* TASK INSTRUCTIONS:
Write out every entry word for word.

════════════════════

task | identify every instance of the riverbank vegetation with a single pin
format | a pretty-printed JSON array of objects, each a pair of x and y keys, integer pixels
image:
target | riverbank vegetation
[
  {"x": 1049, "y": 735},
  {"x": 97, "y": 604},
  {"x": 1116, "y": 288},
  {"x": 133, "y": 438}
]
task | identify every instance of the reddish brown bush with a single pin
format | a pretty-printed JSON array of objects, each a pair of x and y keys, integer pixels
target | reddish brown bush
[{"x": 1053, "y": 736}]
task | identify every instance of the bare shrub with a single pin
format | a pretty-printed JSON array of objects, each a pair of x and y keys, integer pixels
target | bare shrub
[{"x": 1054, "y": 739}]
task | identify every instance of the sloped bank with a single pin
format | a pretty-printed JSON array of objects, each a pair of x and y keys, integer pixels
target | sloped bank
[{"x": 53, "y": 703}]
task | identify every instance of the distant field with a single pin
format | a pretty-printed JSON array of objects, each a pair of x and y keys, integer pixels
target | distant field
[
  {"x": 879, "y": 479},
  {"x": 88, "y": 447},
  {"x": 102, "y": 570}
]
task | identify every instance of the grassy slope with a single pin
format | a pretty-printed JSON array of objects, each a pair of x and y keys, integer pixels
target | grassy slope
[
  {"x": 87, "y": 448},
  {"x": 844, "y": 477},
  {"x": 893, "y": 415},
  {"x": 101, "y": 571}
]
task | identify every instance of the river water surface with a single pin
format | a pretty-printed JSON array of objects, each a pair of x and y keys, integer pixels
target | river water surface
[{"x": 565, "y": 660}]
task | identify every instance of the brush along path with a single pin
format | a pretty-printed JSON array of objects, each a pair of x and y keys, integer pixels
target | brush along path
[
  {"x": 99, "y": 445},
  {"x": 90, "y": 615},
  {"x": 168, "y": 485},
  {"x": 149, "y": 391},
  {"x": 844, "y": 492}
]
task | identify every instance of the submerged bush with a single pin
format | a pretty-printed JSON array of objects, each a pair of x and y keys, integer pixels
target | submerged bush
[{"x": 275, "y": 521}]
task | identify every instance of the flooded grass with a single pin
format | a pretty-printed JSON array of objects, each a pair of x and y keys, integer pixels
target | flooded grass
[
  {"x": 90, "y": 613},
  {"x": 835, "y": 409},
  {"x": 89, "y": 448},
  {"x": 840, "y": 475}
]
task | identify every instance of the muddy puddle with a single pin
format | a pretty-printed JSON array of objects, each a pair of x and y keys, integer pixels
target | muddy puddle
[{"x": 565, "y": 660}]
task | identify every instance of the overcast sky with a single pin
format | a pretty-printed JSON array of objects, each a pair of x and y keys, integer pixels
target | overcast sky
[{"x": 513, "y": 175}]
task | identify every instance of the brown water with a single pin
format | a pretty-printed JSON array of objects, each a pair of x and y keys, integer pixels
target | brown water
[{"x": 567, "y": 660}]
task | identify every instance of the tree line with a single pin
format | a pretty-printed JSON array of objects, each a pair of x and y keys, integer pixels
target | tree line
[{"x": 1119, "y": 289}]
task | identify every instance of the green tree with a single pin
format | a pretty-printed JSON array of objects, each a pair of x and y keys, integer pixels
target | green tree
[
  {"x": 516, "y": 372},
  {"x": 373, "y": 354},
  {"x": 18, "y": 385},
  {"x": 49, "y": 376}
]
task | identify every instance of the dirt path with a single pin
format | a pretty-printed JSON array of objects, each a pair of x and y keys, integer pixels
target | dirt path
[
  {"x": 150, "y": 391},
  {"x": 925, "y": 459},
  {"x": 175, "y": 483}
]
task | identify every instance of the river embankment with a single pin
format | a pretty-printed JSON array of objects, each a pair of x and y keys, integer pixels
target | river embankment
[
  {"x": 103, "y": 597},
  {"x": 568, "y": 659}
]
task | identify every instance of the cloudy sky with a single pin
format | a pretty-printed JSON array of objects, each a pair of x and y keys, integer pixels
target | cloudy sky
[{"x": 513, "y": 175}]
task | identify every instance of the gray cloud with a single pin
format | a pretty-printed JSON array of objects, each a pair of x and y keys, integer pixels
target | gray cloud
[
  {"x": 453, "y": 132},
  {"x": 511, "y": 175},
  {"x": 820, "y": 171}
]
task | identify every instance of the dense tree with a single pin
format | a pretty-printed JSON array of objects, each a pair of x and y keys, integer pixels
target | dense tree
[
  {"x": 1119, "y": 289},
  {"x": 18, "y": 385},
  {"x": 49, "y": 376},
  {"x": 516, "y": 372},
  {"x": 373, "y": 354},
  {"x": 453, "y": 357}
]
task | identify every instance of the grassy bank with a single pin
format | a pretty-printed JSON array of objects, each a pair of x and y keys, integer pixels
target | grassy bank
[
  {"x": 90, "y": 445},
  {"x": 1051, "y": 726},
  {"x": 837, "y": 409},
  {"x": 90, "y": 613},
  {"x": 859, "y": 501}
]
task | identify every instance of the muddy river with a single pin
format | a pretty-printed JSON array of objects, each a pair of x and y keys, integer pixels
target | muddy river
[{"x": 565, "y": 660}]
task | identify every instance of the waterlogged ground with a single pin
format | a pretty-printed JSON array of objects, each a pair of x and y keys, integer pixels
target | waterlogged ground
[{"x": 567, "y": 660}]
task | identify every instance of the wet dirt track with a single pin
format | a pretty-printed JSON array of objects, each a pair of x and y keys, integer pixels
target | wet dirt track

════════════════════

* THE ANSWER:
task | identify every instance of the riverbank vegetation with a single pin
format | a pretty-printed JSON array of objects, each a pair of x and y keys, integer pixels
image:
target | riverbank vegetation
[
  {"x": 1049, "y": 735},
  {"x": 97, "y": 604},
  {"x": 1116, "y": 288},
  {"x": 133, "y": 438}
]
task | identify every instance of the reddish brown bush with a single pin
format | a pretty-printed JSON array of objects, each a pair of x and y keys, integer pixels
target | reddish brown bush
[{"x": 1053, "y": 736}]
task | identify every instance of the bare shrub with a single pin
format | a pretty-printed JSON array of objects, each a pair of x and y keys, integer pixels
target | bare shrub
[{"x": 1054, "y": 739}]
task | identify every instance of the sloped bank with a single pin
format | a pretty-printed JSON array of objects, each a pair of x and y keys, integer pixels
target | sloped bank
[{"x": 53, "y": 703}]
task | identify every instance of the distant field with a single pin
format | a pretty-printed JSON array of objects, each a pair of x and y keys, integer pixels
target | distant field
[
  {"x": 879, "y": 479},
  {"x": 88, "y": 447},
  {"x": 102, "y": 570}
]
task | identify every instance of the grassy slope with a single pin
format | a pretty-printed JSON array of objects, each a pair of x and y keys, integer pixels
target | grassy slope
[
  {"x": 87, "y": 448},
  {"x": 844, "y": 477},
  {"x": 893, "y": 415},
  {"x": 101, "y": 571}
]
task | identify every instance of the river water surface with a single pin
format | a pretty-printed JSON array of objects, each a pair of x and y keys, integer pixels
target | river water surface
[{"x": 565, "y": 660}]
task | identify every instance of the brush along path with a single pin
format | a pretty-printed JSON array of objects, each a pair of x and y keys, integer pixels
target | brush along path
[
  {"x": 99, "y": 445},
  {"x": 90, "y": 615},
  {"x": 168, "y": 485},
  {"x": 149, "y": 391},
  {"x": 844, "y": 492}
]
task | identify every instance of the submerged bush with a single pin
format | a pretty-printed JSON array of objects, each a pair of x and y keys, integer pixels
target | submerged bush
[{"x": 275, "y": 521}]
task | identify every instance of the flooded grass with a single pin
format | a pretty-printed JSON array of objects, each a pair of x and y keys, integer pixels
target | flooded grass
[
  {"x": 90, "y": 613},
  {"x": 835, "y": 409},
  {"x": 89, "y": 448},
  {"x": 840, "y": 475}
]
task | identify every instance of the muddy puddle with a single pin
format | a pretty-printed JSON array of objects, each a pair of x and y keys, integer pixels
target | muddy puddle
[{"x": 565, "y": 660}]
task | identify every instance of the overcast sky with a single pin
format | a pretty-printed JSON array of objects, each a pair of x and y keys, integer pixels
target | overcast sky
[{"x": 513, "y": 175}]
task | identify every instance of the brown water with a single pin
format | a pretty-printed JSON array of objects, each a pair of x and y keys, integer pixels
target | brown water
[{"x": 567, "y": 660}]
task | identify every instance of the tree line with a single pin
format | a pretty-printed JSON array of objects, each a pair of x and y keys, integer pixels
target | tree line
[{"x": 1119, "y": 289}]
task | identify every instance of the green tree with a single pin
format | a pretty-printed JSON array of objects, each a pair of x and y keys, integer pixels
target | green tree
[
  {"x": 516, "y": 372},
  {"x": 373, "y": 354},
  {"x": 18, "y": 385},
  {"x": 49, "y": 376}
]
task | identify every instance of the dirt path with a single pin
format | a pretty-printed JSON array of objects, each a pair of x and y keys, integer pixels
target | dirt path
[
  {"x": 150, "y": 391},
  {"x": 925, "y": 459},
  {"x": 175, "y": 483}
]
task | identify every instance of the river embankment with a single pin
format | a pretty-printed JSON array of objects, each a pair of x and y keys, integer pixels
target | river embankment
[
  {"x": 103, "y": 597},
  {"x": 568, "y": 659}
]
task | identify every instance of the cloudy sky with a single pin
format | a pretty-printed JSON array of objects, each a pair of x and y keys, integer pixels
target | cloudy sky
[{"x": 513, "y": 175}]
task | identify every instance of the gray cloud with a single pin
format | a pretty-printed JSON array of objects, each a pair of x and y keys, integer pixels
target | gray cloud
[
  {"x": 453, "y": 132},
  {"x": 511, "y": 175},
  {"x": 820, "y": 171}
]
task | identify every instance of the dense tree with a single pin
format | a pretty-printed JSON array of objects, each a pair of x and y keys, integer pixels
target | dense tree
[
  {"x": 1119, "y": 289},
  {"x": 18, "y": 385},
  {"x": 49, "y": 376},
  {"x": 516, "y": 372},
  {"x": 373, "y": 354},
  {"x": 453, "y": 357}
]
task | identify every instance of the grassy bank with a single pin
format | a pretty-printed JSON array of objects, each a pair of x and y keys, integer pixels
target | grassy bank
[
  {"x": 90, "y": 445},
  {"x": 1051, "y": 726},
  {"x": 837, "y": 409},
  {"x": 90, "y": 613},
  {"x": 859, "y": 501}
]
task | identify every instance of the muddy river with a single pin
format | a pretty-printed JSON array of objects, each a pair of x and y keys, integer pixels
target | muddy river
[{"x": 565, "y": 660}]
task | identify every instance of the waterlogged ground with a single pin
format | a pretty-printed JSON array of objects, each a pair of x and y keys, integer pixels
target | waterlogged ground
[{"x": 567, "y": 660}]
task | identify every instance of the wet dirt track with a single pin
format | a pretty-printed JSON array of objects, each a pair of x and y keys, integer pixels
target | wet dirt track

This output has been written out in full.